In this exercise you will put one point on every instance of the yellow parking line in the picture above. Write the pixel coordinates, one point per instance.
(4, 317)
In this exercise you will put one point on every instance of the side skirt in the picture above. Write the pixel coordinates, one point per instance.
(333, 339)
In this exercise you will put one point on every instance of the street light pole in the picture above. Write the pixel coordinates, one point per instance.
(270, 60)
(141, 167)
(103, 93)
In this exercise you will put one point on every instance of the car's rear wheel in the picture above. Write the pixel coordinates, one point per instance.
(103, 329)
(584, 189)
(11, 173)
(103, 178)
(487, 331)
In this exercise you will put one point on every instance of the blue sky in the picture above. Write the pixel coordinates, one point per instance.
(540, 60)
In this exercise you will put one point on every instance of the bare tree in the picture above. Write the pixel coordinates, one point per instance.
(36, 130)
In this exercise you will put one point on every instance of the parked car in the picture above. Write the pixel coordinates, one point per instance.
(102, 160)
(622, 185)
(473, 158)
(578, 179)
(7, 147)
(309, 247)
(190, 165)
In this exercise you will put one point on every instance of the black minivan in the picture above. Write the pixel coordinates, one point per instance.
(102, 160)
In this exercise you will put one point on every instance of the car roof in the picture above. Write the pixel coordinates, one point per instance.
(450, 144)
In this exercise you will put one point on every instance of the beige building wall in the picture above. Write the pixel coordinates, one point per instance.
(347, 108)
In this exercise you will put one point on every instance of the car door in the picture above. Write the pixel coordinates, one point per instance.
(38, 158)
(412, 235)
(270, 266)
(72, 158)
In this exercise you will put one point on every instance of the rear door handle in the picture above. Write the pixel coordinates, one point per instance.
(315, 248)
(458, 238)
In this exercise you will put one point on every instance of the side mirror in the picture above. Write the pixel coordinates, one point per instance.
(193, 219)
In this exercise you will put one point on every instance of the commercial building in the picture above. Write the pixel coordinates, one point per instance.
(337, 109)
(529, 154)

* * *

Scale the data above, starting with the line containing "of the street" and continuing through the end of the data, with both ends included. Reproduce every line in that span, including the requests, and multiply each coordinate in the answers by 2, rounding to whole numbers with halves rounded up; leave the numbers in the requests unchanged.

▶ _FULL SOLUTION_
In this exercise you will put one point on every instance of the street light pole in the picture above. Write the pixel coordinates, one point per instance.
(540, 120)
(282, 334)
(206, 186)
In this exercise you will put one point on every instance of the car's rear wheel in the picture above. Write the pixel coordinates, one point per instance.
(206, 658)
(1168, 378)
(22, 346)
(206, 356)
(974, 662)
In this exercise you will put one point on every instance of the blue sky in the picture above. Write the pixel coordinates, one point per instance.
(1080, 120)
In this exercise you will put one point on every instance of the bare tree in the picture above. Write the pixel coordinates, one point per instance.
(72, 260)
In this exercise you will put one point on every instance of the parked car in the picture above. Write the pixel coordinates, one point per instance.
(204, 320)
(1244, 370)
(946, 316)
(1156, 358)
(14, 294)
(618, 494)
(380, 330)
In this exercise you will put one point on every instance of the black minivan in the picture above. Write the pixel coordinates, one point per instance.
(204, 320)
In this exercise you will put one point on every instance of the car roof in the picture above. Write the pixel coordinates, one point per instance.
(900, 288)
In this exercise you will put one point on every instance of the beige building wall in the picture above. Write the pixel coordinates, one point per instance.
(694, 216)
In this exercise you will put one point on every instance of the car door in the picture above. Write the pixel coordinates, one point per instance.
(76, 316)
(824, 470)
(540, 532)
(144, 316)
In this exercise you will put one point on every instance of the rear door handle in the picture above. Write the pixel coordinates, one point per instance.
(630, 496)
(916, 476)
In this exercise you will put one point on every instance of the side mirror in the picture above. Write the pixel coordinates, one point per instance.
(386, 438)
In this exercise you will put one point on every instance of the commercial building in the picture above. Write the pixel coordinates, one point per instance.
(674, 218)
(1058, 308)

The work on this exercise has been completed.